> [Exercise brief] Copy exactly the stretch of data below from the line with "column 110, row 180" through the line with "column 257, row 231", including both of those lines.

(Data records)
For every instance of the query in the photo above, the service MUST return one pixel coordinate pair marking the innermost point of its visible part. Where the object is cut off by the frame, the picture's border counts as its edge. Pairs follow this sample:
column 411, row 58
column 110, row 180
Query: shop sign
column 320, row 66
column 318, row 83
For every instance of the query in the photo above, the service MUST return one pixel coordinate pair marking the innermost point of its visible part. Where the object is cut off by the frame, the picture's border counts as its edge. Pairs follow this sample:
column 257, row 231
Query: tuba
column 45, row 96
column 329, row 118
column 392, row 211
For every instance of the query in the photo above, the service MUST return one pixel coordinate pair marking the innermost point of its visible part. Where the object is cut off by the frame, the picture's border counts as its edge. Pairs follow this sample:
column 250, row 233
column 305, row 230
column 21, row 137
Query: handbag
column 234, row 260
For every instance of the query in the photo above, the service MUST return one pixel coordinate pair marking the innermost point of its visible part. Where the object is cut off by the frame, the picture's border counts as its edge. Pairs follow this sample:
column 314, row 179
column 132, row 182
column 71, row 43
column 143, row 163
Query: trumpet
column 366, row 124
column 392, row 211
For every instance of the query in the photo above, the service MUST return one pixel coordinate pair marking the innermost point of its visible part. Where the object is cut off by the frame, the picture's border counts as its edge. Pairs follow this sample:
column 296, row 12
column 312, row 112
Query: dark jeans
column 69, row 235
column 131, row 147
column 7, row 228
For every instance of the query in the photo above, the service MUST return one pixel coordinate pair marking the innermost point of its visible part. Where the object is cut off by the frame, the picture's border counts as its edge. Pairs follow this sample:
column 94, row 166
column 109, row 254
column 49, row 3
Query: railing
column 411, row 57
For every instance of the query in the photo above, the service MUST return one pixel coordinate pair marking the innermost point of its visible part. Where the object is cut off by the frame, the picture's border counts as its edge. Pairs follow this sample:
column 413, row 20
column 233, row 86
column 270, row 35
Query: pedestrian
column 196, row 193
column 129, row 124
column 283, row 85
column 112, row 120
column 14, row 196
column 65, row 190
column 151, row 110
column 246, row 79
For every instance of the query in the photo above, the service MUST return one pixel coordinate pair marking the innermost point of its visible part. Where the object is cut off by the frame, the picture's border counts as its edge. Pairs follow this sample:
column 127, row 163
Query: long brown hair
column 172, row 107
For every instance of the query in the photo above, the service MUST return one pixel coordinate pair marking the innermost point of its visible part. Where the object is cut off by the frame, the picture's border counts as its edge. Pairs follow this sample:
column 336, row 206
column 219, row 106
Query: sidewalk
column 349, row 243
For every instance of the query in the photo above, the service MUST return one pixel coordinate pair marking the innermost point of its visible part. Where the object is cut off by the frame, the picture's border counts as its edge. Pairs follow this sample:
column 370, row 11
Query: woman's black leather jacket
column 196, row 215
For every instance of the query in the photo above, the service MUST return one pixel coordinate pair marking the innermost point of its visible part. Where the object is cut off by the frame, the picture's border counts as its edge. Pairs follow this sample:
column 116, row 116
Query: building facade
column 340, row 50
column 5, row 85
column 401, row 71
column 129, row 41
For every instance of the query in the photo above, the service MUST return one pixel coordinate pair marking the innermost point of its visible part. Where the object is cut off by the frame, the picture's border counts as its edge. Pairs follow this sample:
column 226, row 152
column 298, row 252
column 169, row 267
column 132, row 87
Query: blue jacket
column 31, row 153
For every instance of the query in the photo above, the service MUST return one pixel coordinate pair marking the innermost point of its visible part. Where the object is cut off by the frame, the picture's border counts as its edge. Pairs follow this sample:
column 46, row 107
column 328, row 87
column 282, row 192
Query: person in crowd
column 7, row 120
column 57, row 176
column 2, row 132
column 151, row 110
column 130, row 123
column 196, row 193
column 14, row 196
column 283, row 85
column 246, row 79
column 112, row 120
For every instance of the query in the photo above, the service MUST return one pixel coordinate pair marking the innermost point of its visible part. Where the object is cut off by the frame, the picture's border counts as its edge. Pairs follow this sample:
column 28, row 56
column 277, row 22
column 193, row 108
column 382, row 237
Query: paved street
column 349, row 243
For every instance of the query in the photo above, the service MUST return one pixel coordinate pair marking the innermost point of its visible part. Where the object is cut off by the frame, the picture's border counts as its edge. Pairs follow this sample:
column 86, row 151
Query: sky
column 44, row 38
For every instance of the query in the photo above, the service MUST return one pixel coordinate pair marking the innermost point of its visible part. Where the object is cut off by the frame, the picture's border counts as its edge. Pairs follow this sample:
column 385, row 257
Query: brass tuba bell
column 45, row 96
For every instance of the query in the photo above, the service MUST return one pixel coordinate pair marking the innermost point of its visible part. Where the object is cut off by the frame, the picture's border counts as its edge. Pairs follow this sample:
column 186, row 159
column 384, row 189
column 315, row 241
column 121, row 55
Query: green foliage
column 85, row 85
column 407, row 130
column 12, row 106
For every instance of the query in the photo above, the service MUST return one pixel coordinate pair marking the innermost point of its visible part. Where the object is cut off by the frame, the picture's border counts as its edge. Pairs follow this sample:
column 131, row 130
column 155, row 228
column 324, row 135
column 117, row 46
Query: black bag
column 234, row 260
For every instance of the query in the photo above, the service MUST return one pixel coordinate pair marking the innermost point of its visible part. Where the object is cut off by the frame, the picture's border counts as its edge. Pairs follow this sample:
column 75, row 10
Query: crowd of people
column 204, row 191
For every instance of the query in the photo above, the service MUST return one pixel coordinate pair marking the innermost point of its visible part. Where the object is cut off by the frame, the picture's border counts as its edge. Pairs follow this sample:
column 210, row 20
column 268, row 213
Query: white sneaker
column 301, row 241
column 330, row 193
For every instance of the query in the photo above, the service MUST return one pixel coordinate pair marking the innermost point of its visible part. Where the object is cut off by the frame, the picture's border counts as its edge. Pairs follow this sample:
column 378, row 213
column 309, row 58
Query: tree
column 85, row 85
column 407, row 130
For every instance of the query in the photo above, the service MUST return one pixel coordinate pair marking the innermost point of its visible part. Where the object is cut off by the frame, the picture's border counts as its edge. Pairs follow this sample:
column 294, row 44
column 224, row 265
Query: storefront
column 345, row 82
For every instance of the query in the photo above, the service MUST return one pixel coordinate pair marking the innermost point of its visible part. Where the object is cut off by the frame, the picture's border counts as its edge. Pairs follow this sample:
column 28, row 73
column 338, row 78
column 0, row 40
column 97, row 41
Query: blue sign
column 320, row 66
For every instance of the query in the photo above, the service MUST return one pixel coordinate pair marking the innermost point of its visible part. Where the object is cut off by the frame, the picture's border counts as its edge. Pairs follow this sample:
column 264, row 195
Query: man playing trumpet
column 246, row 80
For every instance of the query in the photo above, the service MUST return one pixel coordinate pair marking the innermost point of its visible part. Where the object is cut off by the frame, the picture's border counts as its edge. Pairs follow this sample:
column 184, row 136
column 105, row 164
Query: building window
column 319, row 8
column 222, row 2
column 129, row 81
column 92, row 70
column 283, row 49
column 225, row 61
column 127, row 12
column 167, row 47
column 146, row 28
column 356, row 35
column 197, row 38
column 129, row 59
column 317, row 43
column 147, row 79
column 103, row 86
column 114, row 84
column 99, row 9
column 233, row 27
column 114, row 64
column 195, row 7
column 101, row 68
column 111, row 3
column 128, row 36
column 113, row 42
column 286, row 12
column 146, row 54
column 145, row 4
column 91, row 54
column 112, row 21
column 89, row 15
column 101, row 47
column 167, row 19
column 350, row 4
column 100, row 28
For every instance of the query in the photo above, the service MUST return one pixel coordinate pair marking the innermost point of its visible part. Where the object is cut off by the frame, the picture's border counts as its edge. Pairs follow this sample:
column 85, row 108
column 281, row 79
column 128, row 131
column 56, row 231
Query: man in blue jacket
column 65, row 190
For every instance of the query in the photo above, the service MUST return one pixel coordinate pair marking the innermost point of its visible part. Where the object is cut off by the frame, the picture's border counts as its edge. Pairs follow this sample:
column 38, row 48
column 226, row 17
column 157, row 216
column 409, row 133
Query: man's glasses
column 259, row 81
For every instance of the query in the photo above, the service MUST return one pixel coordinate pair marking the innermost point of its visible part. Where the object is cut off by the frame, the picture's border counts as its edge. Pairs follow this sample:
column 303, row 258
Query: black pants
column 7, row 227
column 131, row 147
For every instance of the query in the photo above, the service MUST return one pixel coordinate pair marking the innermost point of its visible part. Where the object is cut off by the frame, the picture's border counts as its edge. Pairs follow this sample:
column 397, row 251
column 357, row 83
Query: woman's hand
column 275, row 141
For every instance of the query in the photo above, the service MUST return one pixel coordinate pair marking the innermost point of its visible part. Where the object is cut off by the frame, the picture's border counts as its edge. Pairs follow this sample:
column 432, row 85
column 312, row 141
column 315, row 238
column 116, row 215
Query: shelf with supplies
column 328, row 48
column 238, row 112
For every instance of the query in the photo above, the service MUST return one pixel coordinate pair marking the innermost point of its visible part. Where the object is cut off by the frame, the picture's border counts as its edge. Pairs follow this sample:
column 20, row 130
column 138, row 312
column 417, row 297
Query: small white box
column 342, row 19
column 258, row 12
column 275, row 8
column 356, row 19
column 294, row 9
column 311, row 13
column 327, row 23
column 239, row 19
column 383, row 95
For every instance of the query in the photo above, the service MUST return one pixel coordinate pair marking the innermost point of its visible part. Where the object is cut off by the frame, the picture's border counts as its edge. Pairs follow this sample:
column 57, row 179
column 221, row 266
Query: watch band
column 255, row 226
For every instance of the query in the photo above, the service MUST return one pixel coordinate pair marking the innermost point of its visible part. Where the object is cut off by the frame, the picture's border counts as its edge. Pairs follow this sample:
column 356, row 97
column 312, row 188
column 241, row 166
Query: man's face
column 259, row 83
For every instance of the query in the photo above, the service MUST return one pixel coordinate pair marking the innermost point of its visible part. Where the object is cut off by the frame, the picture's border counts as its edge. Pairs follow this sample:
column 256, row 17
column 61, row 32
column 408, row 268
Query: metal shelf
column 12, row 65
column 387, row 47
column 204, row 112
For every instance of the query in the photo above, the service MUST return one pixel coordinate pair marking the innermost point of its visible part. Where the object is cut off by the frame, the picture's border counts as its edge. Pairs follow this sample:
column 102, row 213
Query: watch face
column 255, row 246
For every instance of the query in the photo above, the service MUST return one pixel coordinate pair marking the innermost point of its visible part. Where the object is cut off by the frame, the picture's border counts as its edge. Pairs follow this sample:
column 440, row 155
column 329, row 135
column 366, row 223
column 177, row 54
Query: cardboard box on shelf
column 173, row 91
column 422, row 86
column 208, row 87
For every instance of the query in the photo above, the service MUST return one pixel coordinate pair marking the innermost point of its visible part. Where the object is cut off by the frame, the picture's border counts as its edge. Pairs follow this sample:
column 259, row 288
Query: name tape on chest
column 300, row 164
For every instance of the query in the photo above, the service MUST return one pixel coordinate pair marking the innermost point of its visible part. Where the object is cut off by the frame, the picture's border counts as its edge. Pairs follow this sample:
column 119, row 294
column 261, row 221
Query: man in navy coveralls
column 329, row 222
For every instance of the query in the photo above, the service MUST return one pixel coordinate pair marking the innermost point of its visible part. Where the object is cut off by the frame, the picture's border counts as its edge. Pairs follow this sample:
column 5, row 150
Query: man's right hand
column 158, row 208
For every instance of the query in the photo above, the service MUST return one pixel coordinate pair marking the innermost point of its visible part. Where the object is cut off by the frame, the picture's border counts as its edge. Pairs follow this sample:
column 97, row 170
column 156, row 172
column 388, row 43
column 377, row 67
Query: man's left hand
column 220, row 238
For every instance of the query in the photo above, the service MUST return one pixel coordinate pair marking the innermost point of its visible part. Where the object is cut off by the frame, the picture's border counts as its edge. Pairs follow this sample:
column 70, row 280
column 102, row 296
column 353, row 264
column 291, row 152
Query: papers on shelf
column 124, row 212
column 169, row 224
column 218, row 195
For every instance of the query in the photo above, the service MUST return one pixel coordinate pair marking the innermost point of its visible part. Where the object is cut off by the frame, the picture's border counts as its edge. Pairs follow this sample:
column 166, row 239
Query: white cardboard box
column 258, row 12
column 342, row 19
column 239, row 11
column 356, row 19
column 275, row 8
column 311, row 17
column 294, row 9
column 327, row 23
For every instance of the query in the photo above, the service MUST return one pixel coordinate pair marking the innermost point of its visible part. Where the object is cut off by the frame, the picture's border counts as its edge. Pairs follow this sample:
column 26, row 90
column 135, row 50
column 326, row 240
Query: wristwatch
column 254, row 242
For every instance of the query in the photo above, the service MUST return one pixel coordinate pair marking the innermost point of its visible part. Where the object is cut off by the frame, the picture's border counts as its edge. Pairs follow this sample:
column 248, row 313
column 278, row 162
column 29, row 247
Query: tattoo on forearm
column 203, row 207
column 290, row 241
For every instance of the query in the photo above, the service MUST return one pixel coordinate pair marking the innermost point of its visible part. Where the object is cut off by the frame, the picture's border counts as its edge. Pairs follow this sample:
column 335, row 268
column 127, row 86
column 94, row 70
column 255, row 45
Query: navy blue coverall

> [Exercise answer]
column 110, row 180
Query: shop sign
column 320, row 66
column 318, row 83
For every instance of the query in the photo above, the service MUST return one pixel coordinate pair marking the innermost point of its visible part. Where the object is cut off by the frame, the picture's border counts as its edge. Pairs follow this sample:
column 257, row 231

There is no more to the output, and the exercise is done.